Task goal »
Records follow. Select each line holding "below".

Provided information: Begin

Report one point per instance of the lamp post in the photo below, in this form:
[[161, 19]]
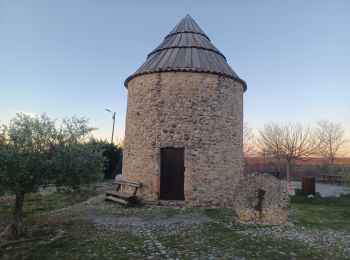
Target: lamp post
[[113, 117]]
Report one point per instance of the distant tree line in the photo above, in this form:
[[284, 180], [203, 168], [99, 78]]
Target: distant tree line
[[287, 143]]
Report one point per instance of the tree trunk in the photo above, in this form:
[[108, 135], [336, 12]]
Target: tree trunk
[[279, 164], [288, 170], [19, 206], [16, 229]]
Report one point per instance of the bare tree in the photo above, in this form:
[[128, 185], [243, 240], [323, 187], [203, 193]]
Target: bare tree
[[332, 140], [290, 141], [269, 142]]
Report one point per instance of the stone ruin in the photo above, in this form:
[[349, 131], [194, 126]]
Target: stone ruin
[[262, 198]]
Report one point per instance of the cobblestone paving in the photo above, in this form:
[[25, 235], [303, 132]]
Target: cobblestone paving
[[190, 233]]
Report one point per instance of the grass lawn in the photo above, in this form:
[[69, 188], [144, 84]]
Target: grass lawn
[[173, 232], [318, 212]]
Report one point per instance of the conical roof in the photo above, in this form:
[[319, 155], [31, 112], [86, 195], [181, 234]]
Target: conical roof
[[186, 48]]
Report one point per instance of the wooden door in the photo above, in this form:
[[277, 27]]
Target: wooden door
[[172, 169]]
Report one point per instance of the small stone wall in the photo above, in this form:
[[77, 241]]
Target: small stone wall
[[262, 198]]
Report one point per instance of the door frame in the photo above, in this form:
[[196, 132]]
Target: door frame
[[176, 147]]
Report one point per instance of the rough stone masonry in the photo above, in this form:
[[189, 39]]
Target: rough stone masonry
[[185, 96]]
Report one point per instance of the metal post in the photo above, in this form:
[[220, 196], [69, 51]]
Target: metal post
[[113, 117]]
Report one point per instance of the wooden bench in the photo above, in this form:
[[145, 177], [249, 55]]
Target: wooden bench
[[124, 197]]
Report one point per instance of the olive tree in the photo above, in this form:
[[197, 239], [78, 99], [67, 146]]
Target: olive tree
[[332, 140], [35, 153]]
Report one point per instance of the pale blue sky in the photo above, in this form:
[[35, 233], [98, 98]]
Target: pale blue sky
[[70, 58]]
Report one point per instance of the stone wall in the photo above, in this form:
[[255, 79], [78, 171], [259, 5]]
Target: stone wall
[[198, 111], [262, 198]]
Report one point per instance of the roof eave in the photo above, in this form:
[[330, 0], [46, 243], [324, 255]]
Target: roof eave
[[244, 84]]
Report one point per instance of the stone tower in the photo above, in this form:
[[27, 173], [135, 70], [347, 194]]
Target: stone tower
[[183, 136]]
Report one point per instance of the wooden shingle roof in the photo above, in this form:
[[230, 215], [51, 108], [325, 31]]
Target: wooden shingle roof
[[186, 48]]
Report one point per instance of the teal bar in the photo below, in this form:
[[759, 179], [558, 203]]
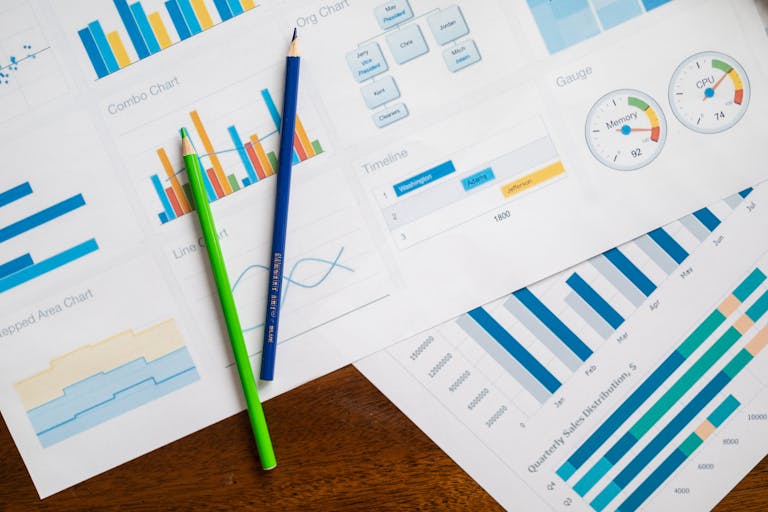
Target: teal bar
[[749, 285], [723, 411], [758, 309]]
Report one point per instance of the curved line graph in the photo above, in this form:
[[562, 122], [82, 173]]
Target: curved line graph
[[289, 279]]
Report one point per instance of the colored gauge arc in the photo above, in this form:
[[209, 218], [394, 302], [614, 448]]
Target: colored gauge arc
[[626, 130], [709, 92]]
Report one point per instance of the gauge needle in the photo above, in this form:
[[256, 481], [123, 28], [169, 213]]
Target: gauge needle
[[708, 94]]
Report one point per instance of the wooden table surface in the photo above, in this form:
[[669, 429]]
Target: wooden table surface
[[341, 445]]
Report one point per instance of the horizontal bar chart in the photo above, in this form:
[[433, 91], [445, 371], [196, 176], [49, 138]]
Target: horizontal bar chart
[[24, 268], [565, 23], [257, 163], [150, 33]]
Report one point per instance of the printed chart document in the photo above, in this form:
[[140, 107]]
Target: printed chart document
[[435, 142], [635, 379]]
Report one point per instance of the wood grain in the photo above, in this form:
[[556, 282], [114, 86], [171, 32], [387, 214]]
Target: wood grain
[[341, 446]]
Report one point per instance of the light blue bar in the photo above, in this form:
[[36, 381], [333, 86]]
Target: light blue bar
[[477, 179], [160, 191], [146, 30], [104, 49], [424, 178], [52, 263]]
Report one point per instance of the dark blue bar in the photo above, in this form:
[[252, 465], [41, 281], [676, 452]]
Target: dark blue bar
[[669, 245], [674, 427], [41, 217], [223, 8], [93, 52], [595, 301], [554, 324], [178, 19], [146, 29], [15, 193], [515, 349], [15, 265], [189, 14], [634, 274], [235, 7], [707, 218], [653, 482], [625, 410], [132, 28]]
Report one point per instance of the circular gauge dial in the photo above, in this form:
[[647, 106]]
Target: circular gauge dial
[[626, 130], [709, 92]]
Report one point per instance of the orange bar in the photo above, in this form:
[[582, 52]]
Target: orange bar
[[729, 305], [174, 180], [298, 147], [218, 169], [759, 342], [705, 430], [255, 160], [262, 155], [304, 139], [215, 182], [174, 202], [203, 16]]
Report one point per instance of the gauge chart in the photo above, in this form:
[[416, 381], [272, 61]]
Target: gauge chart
[[709, 92], [626, 130]]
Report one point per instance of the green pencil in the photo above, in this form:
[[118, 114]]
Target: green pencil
[[243, 363]]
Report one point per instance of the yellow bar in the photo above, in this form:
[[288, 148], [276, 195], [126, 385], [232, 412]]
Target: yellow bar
[[118, 49], [49, 384], [759, 342], [533, 179], [729, 305], [175, 185], [268, 170], [203, 16], [158, 27], [217, 168], [304, 139], [705, 430]]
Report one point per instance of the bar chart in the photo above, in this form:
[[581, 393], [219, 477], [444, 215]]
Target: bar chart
[[24, 267], [542, 334], [257, 162], [710, 357], [564, 23], [149, 32], [95, 383]]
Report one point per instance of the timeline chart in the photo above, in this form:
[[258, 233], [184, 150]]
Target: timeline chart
[[145, 33], [564, 23], [427, 200], [676, 459], [99, 382], [257, 163], [708, 348], [541, 334], [23, 268]]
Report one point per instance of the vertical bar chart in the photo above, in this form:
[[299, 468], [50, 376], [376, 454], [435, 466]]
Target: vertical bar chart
[[24, 268], [257, 163], [150, 32]]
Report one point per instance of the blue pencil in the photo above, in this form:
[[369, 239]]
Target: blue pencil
[[282, 195]]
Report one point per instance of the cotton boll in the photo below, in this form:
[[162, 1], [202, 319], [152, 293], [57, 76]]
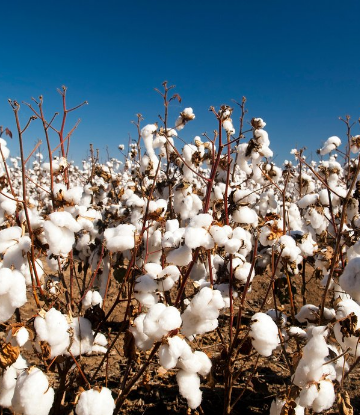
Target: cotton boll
[[189, 387], [8, 381], [307, 313], [232, 245], [205, 363], [344, 309], [121, 238], [277, 406], [95, 402], [308, 395], [12, 292], [350, 278], [167, 277], [166, 358], [32, 395], [170, 319], [82, 336], [245, 215], [9, 237], [264, 334], [330, 144], [325, 397], [220, 234], [142, 341], [278, 317]]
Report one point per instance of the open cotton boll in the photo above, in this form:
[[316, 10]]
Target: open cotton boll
[[277, 406], [100, 344], [220, 234], [60, 239], [32, 395], [12, 292], [202, 313], [330, 144], [264, 334], [344, 309], [8, 381], [160, 320], [121, 238], [97, 401], [91, 299], [142, 341], [350, 278], [189, 387], [167, 277], [241, 268], [9, 237], [53, 328], [82, 336], [18, 337]]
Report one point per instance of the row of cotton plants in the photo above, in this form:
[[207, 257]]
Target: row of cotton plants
[[181, 232]]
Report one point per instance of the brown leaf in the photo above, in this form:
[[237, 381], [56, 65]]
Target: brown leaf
[[348, 325], [8, 355], [8, 132], [45, 350], [129, 345], [344, 405], [176, 96]]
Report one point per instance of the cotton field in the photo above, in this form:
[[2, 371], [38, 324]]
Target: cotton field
[[168, 240]]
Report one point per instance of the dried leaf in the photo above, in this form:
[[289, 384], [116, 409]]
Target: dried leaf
[[8, 355], [348, 326], [45, 350], [344, 405], [8, 132], [129, 345], [176, 96]]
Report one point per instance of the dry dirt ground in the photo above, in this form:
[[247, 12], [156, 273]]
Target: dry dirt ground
[[157, 393]]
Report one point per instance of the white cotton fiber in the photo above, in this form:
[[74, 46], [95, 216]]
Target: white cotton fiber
[[120, 238], [12, 292], [308, 200], [60, 239], [220, 234], [245, 215], [189, 387], [142, 341], [53, 328], [350, 278], [82, 336], [32, 395], [264, 334], [160, 320], [344, 308], [8, 381], [96, 401]]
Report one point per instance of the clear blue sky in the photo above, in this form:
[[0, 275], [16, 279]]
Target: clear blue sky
[[298, 64]]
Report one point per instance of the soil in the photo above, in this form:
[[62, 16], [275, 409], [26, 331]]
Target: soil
[[156, 392]]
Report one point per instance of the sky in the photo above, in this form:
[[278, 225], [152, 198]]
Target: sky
[[297, 63]]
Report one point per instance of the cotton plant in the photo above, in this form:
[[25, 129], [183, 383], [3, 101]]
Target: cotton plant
[[314, 376], [97, 401], [60, 232], [32, 393]]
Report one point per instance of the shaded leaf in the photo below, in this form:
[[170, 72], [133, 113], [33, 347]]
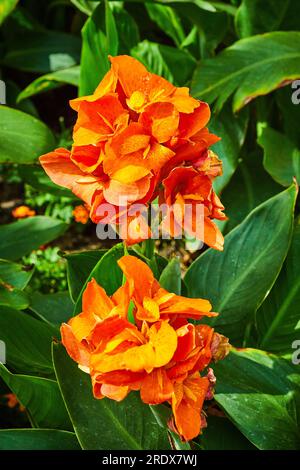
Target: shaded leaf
[[20, 238], [32, 392], [105, 424], [28, 342], [278, 318], [249, 68], [23, 138], [37, 439], [281, 157], [51, 81], [237, 280], [254, 388], [42, 52]]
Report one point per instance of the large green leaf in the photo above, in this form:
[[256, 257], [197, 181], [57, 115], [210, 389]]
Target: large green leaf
[[237, 280], [13, 297], [37, 439], [163, 60], [51, 81], [41, 398], [99, 39], [232, 130], [52, 308], [28, 342], [278, 318], [168, 21], [15, 274], [35, 176], [42, 52], [21, 237], [6, 8], [79, 267], [281, 157], [250, 186], [106, 272], [105, 424], [23, 138], [261, 394], [260, 16], [249, 68], [221, 434]]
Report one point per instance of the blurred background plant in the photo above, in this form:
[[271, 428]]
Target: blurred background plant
[[241, 56]]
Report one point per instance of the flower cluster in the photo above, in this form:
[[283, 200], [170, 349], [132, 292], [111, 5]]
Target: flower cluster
[[153, 350], [136, 138]]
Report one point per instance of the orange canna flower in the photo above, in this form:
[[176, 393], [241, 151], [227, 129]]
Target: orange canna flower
[[162, 355], [129, 135], [184, 189], [81, 214], [22, 212]]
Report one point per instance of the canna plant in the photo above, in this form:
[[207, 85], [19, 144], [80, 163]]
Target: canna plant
[[178, 105]]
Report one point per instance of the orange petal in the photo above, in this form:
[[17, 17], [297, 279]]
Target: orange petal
[[161, 120], [187, 411], [75, 349], [156, 387], [138, 275], [64, 172]]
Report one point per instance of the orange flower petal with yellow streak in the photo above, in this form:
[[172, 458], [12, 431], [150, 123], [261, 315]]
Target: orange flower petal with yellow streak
[[156, 387]]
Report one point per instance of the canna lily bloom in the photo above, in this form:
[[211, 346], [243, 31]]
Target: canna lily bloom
[[22, 212], [129, 135], [81, 214], [192, 203], [160, 355]]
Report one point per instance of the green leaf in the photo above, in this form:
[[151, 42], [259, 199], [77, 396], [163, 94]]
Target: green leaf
[[13, 297], [163, 60], [170, 278], [20, 238], [35, 176], [281, 157], [167, 20], [99, 39], [278, 318], [42, 52], [237, 280], [250, 186], [37, 439], [41, 398], [51, 81], [86, 6], [290, 112], [127, 28], [221, 434], [232, 130], [79, 267], [211, 24], [106, 272], [249, 68], [23, 138], [52, 308], [261, 395], [105, 424], [259, 16], [15, 274], [6, 8], [28, 342]]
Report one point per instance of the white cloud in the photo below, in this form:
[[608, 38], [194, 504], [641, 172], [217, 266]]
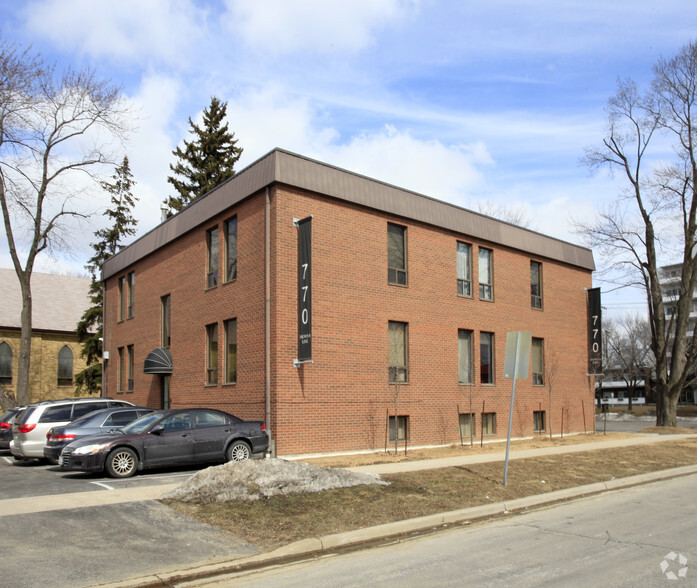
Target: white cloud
[[327, 26], [130, 30]]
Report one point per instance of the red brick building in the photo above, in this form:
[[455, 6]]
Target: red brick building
[[403, 294]]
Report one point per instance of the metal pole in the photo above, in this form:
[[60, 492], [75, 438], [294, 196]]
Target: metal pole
[[510, 414]]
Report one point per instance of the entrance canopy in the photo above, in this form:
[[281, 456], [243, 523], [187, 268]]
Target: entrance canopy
[[158, 361]]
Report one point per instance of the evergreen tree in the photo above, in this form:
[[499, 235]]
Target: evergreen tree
[[206, 161], [90, 328]]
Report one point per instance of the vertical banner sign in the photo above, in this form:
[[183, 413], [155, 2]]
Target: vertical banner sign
[[595, 332], [305, 289]]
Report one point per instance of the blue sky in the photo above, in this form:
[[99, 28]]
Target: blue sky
[[476, 103]]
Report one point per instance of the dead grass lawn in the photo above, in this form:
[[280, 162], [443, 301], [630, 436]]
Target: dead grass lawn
[[281, 520]]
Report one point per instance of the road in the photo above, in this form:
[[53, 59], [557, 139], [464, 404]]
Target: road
[[618, 539], [624, 424]]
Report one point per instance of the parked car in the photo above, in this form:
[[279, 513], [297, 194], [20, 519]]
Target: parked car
[[6, 421], [31, 425], [167, 438], [93, 423]]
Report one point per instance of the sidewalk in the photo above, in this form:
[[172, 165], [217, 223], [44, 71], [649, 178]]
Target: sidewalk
[[35, 504], [217, 571]]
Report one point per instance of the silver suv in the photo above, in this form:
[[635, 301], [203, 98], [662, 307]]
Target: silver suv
[[30, 427]]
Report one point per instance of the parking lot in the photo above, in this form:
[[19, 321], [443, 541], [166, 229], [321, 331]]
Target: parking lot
[[33, 478]]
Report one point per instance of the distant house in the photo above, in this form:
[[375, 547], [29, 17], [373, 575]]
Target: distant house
[[58, 305]]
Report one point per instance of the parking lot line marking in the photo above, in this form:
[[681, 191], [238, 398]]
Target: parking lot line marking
[[102, 485]]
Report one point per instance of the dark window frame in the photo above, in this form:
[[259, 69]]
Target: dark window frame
[[486, 288], [66, 366], [166, 320], [212, 241], [212, 354], [130, 350], [488, 424], [230, 250], [464, 269], [537, 349], [122, 297], [536, 285], [487, 377], [6, 357], [398, 360], [397, 274], [470, 356], [131, 281], [230, 378], [403, 428]]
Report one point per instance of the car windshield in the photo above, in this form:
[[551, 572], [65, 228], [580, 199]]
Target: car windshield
[[141, 424]]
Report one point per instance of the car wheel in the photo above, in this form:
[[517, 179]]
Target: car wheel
[[122, 463], [238, 451]]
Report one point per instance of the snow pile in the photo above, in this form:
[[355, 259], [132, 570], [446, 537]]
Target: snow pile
[[260, 478]]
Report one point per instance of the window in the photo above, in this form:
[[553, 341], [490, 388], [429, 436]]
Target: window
[[212, 265], [122, 370], [538, 361], [489, 423], [204, 419], [120, 419], [486, 282], [131, 364], [467, 425], [231, 249], [131, 293], [231, 351], [56, 414], [122, 298], [165, 309], [536, 284], [486, 358], [80, 409], [397, 333], [464, 356], [538, 417], [5, 363], [464, 269], [402, 428], [65, 366], [396, 255], [177, 422], [212, 354]]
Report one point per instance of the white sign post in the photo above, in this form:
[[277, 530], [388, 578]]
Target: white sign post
[[516, 367]]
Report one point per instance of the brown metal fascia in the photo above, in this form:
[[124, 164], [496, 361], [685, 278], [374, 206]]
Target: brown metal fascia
[[295, 170]]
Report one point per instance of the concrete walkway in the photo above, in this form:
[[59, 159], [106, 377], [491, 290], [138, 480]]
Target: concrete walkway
[[34, 504], [219, 571]]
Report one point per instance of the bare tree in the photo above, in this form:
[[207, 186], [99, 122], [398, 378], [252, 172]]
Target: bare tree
[[655, 216], [51, 126]]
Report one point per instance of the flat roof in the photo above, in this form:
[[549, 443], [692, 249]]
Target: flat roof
[[284, 167]]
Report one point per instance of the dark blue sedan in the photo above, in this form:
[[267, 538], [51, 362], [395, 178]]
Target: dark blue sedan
[[167, 438], [97, 422]]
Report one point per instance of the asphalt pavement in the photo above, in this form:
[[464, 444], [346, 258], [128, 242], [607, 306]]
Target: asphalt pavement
[[124, 537]]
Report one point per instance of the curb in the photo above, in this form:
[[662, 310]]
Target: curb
[[389, 532]]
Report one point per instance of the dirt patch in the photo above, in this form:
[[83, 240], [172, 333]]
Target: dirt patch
[[279, 520], [476, 448]]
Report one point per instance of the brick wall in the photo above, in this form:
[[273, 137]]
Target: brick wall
[[340, 401]]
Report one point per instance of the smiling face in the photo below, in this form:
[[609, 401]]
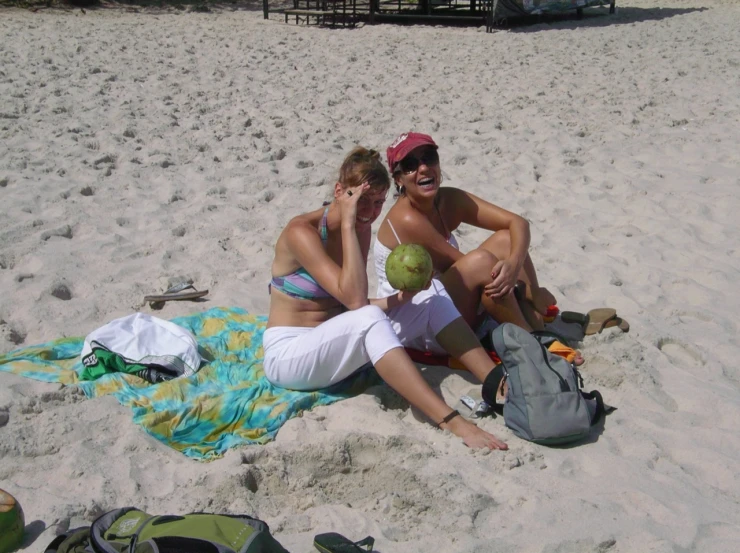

Provided information: End

Response box »
Report one point per instance of the lamp post in the photo below, in this form:
Report one point per instance of the teal bar in the photo below, in this form:
Report one point per instance of the cotton boll in the photo below, in this form:
Report one point per instance of the shaded leaf in the photo below, in this form:
Report one point per instance of the white cloud in the photo below, in this form:
Report one point per instance of the smiling face in the photo below, in this form:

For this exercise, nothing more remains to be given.